*** AVAILABLE DATA Section Begins ***

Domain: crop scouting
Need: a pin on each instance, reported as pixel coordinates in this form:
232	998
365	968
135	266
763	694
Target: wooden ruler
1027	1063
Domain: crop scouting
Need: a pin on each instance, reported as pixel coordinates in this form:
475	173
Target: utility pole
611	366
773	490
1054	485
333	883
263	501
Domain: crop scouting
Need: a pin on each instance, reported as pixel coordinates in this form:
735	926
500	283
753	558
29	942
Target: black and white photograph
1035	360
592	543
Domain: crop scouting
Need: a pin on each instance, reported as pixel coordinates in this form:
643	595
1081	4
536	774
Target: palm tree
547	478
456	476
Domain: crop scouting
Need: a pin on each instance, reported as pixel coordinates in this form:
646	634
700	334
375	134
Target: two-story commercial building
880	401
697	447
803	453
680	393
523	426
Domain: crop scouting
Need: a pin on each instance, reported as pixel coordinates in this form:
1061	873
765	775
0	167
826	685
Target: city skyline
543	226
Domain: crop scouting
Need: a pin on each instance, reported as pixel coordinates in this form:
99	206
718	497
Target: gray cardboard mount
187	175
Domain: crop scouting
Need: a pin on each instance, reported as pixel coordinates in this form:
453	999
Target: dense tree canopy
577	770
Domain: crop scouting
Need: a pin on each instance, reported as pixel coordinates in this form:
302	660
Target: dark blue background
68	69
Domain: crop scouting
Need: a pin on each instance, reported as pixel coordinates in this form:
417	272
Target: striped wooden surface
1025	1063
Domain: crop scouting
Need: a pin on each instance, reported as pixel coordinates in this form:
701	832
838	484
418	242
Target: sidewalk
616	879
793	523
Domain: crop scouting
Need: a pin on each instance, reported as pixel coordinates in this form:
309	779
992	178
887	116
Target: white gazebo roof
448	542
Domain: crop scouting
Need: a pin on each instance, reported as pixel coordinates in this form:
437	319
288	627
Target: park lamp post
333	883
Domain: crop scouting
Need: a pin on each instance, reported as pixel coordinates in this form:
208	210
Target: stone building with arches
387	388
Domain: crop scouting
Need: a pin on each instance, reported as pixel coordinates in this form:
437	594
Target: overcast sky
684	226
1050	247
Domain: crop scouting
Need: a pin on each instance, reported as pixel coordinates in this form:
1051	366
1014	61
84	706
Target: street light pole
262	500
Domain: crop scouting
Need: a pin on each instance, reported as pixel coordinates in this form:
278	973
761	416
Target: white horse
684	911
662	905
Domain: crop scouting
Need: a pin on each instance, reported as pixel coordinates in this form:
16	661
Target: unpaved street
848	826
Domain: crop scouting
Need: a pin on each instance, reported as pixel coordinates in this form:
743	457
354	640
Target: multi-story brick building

*** AVAILABLE DATA Section Ends ***

ACTIVITY: Verbatim reproduction of the entries is required.

RESPONSE TO THIS TASK:
Domain: crop scouting
Need: a pin on each instance, reported as pixel coordinates in this form:
232	998
365	968
135	266
763	694
Target: wooden ruler
1027	1063
Domain: crop scouting
Need: a pin on each instance, reported as pixel coordinates in this form:
475	173
Target: utility pole
611	366
773	490
1054	485
333	883
263	501
Domain: crop scouting
Need: a pin on each instance, reported as pixel coordinates in this form:
735	926
500	283
753	558
29	942
Target: black and white photograph
1035	360
592	543
Domain: crop scouting
Need: a pin on each instance, reported as pixel coordinates in this form:
643	595
1081	4
536	774
Target: palm tree
547	478
456	476
Domain: crop scouting
Need: a pin on each instance, reported as pixel coordinates in this form:
646	634
700	334
375	134
Target: two-story commercial building
880	401
697	447
803	453
680	393
523	426
Domain: crop scouting
Need: a pin on each instance, reported as pixel coordinates in this form:
1061	873
765	775
0	167
826	685
Target: city skyline
543	226
Domain: crop scouting
Need: a pin on each instance, reported as pixel coordinates in this form:
99	206
718	497
Target: gray cardboard mount
187	175
Domain: crop scouting
Need: a pin on each instance, reported as pixel coordinates in this form:
453	999
Target: dense tree canopy
577	770
Domain: crop scouting
Need: a pin on each instance, reported as pixel coordinates in this form:
302	660
Target: dark blue background
68	69
Domain: crop scouting
Need: a pin on each instance, reported as pixel coordinates in this form:
417	272
Target: striped wooden surface
1025	1063
Domain: crop scouting
Need: a pin on each instance, reported as pixel coordinates in this form:
701	832
838	484
418	242
Target: sidewalk
616	879
793	523
Domain: crop scouting
Need: a pin on each instance, reported as pixel coordinates in this form:
309	779
992	178
887	116
Target: white gazebo roof
448	542
Domain: crop scouting
Need: a pin on each instance, reported as pixel coordinates in this form:
437	319
288	627
Target: park lamp post
333	883
Domain: crop scouting
Need: a pin on each instance, reported as pixel coordinates in this form:
208	210
Target: stone building with arches
387	388
Domain: crop scouting
Need: a pin on each instance, reported as pixel coordinates in this form:
437	594
Target: overcast sky
684	226
1050	247
Domain: crop scouting
Need: a pin on each instance, reported as pixel coordinates in this form:
1051	366
1014	61
84	706
Target: street light pole
262	500
Domain: crop scouting
Need: a pin on each instance, reported as pixel coordinates in this form:
278	973
761	416
Target: white horse
684	911
662	905
Domain: crop scouting
Need: a pin on each instance, reported as pixel coordinates in this form:
16	661
Target: unpaved street
848	826
Domain: crop scouting
Need: a pin on each instance, reported as pixel coordinates in this form:
743	457
354	640
Target: multi-story brick building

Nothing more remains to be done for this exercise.